Provided records:
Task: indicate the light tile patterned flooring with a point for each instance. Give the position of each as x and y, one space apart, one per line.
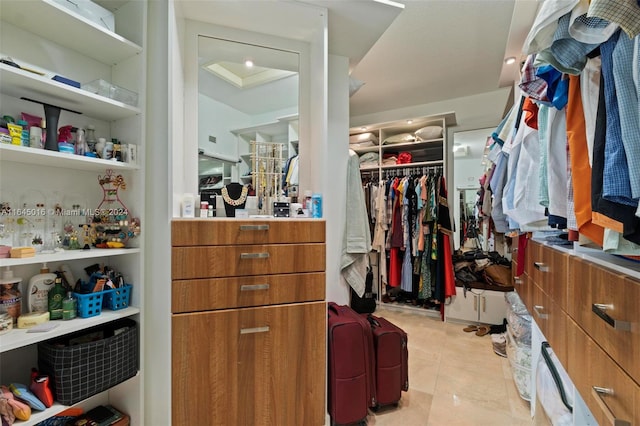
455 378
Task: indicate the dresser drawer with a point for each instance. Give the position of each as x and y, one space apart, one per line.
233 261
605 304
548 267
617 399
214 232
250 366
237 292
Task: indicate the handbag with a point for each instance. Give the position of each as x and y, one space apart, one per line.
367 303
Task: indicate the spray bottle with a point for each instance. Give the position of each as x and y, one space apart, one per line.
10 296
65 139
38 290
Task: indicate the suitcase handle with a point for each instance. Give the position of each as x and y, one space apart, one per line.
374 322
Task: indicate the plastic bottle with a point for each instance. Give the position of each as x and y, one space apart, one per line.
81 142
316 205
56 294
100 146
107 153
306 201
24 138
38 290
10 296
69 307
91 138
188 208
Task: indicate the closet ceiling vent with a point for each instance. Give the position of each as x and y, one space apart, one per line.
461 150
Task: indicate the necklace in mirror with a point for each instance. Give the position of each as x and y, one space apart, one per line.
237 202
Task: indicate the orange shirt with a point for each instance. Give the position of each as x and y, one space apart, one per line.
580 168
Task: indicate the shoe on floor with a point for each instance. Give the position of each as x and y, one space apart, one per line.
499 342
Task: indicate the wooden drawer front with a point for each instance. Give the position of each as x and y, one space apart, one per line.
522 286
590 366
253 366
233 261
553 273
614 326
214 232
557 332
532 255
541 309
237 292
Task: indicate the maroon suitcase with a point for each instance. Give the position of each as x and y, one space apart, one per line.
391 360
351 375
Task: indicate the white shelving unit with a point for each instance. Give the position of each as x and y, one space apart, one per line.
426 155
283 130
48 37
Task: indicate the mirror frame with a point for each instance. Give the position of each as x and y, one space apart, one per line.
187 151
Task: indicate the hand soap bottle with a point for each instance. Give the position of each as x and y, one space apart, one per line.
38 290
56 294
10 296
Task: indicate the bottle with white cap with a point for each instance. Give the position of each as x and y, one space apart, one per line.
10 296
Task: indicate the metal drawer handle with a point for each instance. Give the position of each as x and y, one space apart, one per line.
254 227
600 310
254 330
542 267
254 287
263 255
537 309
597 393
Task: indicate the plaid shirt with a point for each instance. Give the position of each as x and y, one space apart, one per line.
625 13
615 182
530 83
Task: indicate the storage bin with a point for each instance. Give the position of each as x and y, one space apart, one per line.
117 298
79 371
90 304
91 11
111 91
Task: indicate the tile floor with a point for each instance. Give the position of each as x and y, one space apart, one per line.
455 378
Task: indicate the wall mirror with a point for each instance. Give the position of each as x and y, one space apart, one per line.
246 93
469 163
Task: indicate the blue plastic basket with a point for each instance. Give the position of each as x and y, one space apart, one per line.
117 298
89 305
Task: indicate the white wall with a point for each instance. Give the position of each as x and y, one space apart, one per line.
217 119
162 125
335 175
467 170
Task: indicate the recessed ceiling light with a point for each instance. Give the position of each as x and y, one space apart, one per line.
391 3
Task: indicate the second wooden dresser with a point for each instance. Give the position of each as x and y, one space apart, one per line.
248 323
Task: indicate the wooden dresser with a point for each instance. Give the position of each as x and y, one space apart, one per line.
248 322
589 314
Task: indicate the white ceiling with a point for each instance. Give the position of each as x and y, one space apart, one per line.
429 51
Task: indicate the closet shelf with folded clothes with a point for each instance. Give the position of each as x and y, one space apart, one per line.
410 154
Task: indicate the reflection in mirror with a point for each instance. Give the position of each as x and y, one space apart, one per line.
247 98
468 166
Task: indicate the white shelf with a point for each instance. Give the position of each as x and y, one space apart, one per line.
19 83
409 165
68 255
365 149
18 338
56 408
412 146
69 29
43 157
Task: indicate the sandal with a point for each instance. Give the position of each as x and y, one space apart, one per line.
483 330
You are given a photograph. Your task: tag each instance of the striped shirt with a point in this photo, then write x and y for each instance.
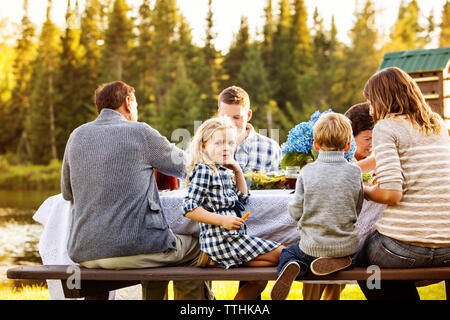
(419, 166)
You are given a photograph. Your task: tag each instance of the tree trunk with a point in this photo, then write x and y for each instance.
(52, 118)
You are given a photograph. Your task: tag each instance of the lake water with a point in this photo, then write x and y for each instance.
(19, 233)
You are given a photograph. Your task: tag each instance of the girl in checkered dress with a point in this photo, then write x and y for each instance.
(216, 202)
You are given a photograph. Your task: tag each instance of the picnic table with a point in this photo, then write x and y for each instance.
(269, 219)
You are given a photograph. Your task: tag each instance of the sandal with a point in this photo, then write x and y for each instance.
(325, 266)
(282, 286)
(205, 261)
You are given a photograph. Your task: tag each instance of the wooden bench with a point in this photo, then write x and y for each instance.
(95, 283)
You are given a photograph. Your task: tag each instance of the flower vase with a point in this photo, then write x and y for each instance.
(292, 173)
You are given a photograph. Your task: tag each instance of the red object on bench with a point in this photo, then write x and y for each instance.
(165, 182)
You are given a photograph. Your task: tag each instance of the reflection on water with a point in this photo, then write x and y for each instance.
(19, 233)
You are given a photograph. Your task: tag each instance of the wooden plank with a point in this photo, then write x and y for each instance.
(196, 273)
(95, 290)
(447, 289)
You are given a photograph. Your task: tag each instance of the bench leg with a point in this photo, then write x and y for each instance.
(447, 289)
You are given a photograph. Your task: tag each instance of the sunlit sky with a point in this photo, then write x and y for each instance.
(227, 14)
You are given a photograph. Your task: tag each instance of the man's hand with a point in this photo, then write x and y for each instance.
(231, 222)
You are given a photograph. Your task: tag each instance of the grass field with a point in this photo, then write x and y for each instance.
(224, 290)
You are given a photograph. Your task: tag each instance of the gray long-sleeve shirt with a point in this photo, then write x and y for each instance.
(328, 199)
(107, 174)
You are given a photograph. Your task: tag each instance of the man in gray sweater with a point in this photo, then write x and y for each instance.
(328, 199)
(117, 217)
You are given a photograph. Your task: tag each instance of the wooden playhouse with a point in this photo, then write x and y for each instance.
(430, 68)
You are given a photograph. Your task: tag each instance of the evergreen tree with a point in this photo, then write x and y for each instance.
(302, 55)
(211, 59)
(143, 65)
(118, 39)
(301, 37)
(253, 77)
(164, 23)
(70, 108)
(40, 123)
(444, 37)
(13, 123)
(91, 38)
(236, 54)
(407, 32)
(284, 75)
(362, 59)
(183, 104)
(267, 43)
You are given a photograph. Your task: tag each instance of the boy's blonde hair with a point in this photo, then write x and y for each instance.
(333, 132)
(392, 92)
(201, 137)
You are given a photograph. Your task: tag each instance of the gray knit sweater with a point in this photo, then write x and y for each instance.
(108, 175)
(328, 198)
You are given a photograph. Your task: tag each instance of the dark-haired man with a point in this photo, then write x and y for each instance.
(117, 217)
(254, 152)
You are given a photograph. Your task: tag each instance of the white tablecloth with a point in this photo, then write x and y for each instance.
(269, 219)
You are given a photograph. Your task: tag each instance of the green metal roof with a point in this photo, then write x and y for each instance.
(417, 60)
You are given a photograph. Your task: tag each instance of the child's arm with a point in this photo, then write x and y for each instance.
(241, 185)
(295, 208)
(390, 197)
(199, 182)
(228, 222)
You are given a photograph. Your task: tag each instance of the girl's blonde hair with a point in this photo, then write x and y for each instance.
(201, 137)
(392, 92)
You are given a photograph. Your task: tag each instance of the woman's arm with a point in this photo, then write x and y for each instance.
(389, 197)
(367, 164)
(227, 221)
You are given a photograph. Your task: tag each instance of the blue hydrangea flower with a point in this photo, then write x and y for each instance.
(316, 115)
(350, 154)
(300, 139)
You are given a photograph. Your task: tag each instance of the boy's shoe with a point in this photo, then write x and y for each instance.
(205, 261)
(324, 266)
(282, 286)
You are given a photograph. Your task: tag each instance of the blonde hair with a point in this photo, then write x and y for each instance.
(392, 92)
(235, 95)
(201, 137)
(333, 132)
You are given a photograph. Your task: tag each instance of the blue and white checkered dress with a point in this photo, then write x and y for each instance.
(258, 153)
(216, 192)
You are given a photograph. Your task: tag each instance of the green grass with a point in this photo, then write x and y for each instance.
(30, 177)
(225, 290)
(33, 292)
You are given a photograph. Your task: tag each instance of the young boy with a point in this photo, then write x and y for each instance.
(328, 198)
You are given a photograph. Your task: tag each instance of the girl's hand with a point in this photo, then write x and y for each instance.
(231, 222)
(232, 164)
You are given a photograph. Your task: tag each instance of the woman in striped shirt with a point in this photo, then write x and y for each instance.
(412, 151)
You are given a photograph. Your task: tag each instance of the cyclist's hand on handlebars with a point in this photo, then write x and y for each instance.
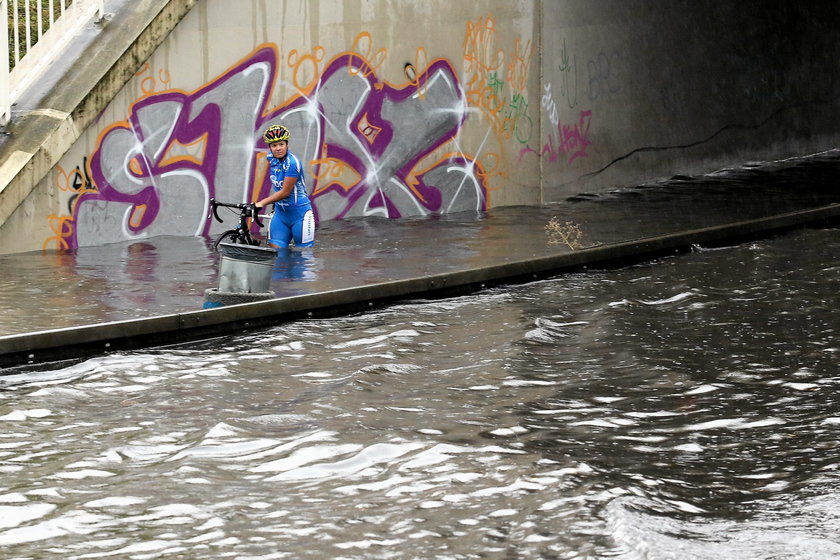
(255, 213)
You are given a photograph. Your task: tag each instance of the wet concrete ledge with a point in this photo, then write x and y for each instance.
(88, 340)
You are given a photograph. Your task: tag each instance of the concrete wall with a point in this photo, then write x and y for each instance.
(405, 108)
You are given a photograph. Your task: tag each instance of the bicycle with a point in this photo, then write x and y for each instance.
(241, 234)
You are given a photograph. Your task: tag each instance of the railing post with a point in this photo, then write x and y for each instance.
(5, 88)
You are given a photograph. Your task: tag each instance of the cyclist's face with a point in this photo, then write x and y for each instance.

Exercise objective:
At the line containing "of the bicycle", start copying. Continue exactly through the final line of the entries above and stop there.

Reply to the exercise:
You are given a photograph. Your task: tag each instance of the bicycle with a point in this photo, then write x and y for each instance.
(241, 234)
You are given a photograph. Your task: tag each instance of the railing post with a point in this photo, then write x and y for each instance.
(5, 88)
You are given a photograph. Your task: tag each instance of the cyclist's face with a point in this photo, then write x and y for each instance.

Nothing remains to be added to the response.